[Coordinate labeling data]

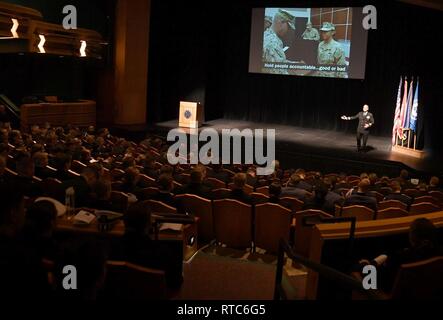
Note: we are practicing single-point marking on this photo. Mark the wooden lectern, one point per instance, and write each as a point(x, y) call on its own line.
point(191, 115)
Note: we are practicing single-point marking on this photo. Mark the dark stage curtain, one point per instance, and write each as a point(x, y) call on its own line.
point(201, 52)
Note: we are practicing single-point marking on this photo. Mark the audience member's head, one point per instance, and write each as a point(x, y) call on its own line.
point(275, 189)
point(91, 175)
point(422, 233)
point(40, 159)
point(138, 218)
point(373, 178)
point(24, 165)
point(63, 162)
point(434, 182)
point(239, 180)
point(294, 180)
point(363, 185)
point(41, 217)
point(102, 189)
point(396, 187)
point(165, 182)
point(404, 174)
point(196, 176)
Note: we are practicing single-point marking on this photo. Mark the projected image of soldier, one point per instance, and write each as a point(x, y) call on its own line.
point(310, 33)
point(330, 53)
point(273, 49)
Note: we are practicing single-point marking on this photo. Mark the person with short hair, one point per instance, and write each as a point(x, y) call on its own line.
point(360, 197)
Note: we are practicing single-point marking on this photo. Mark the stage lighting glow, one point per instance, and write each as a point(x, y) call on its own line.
point(83, 48)
point(41, 44)
point(14, 28)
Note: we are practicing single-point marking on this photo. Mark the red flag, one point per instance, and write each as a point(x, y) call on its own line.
point(403, 110)
point(397, 122)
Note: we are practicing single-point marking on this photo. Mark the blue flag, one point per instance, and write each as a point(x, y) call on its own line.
point(413, 120)
point(408, 105)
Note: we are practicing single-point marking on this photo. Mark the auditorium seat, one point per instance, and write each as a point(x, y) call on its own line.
point(77, 166)
point(127, 281)
point(220, 193)
point(258, 197)
point(426, 199)
point(216, 183)
point(159, 207)
point(361, 213)
point(423, 207)
point(146, 181)
point(272, 222)
point(201, 208)
point(421, 280)
point(264, 190)
point(233, 223)
point(392, 204)
point(147, 193)
point(392, 212)
point(51, 187)
point(296, 204)
point(302, 245)
point(119, 201)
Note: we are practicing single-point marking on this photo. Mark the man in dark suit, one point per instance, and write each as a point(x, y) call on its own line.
point(397, 195)
point(361, 197)
point(365, 121)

• [THE TASK] Turn the listing into a two-column CSV with headers label_text and points, one row for each line beginning "Note:" that holds that line in label_text and every point(x, y) call beneath it in points. Quote each field, replace line breaks with spaces, and leave the pictures out.

• [EXERCISE RESPONSE]
label_text,points
"Note: we are practicing single-point marking on this photo. Mark the wooden lectern, one point per instance, and write each as a point(x, y) call on its own line.","point(191, 115)"
"Note: we are practicing single-point marking on this photo. Mark the dark stage curtain, one point per instance, and write each as a point(x, y) call on its own line.","point(201, 52)"
"Note: we are practicing single-point marking on this photo. Mark the audience member's head, one point per instance, and write each as a point(x, y) call on its own line.","point(275, 189) point(91, 175) point(422, 233) point(40, 159) point(138, 218) point(373, 178) point(24, 165) point(63, 162) point(434, 182) point(239, 180) point(294, 180) point(363, 185) point(41, 217) point(102, 189) point(396, 187) point(165, 182) point(404, 174) point(196, 176)"
"Note: we are practicing single-point marking on this photo. Mark the projected image of soldier, one point per instance, and write each as a point(x, y) call on its own line.","point(310, 33) point(330, 53) point(273, 49)"
"Note: we are practicing single-point marking on this photo. Mark the person with short hair, one point per instance, and write each as a point(x, y) call on its own line.","point(360, 197)"
"Note: we are practicing single-point marking on this photo. Mark the stage lighting glow, one point per instance, and write each as a point(x, y) call on its own line.","point(83, 48) point(41, 44) point(14, 28)"
"Note: we are practicing single-point marking on this photo. Mark the red flag, one point per instance, and write each as a point(x, y) call on its own line.","point(403, 110) point(397, 122)"
"Note: we are practicing single-point marking on this photo. Mark the blue flag, one point per instance, and write each as a point(x, y) call on its own line.","point(413, 120) point(408, 105)"
"Note: we are practicing single-point marking on this photo. Mark the auditorium seat, one point per instance, and write each as a point(x, y) call on its own line.","point(77, 166) point(127, 281) point(220, 193) point(258, 197) point(426, 199) point(216, 183) point(159, 207) point(361, 213) point(423, 207) point(146, 181) point(272, 222) point(201, 208) point(421, 280) point(264, 190) point(233, 223) point(392, 204) point(147, 193) point(392, 212) point(51, 187) point(296, 204) point(302, 245) point(119, 201)"
"Note: we are practicing single-point marking on this photo. Mark the man in dark suit, one point per instance, and write each as a point(x, y) call on its own line.","point(397, 195) point(361, 197) point(365, 121)"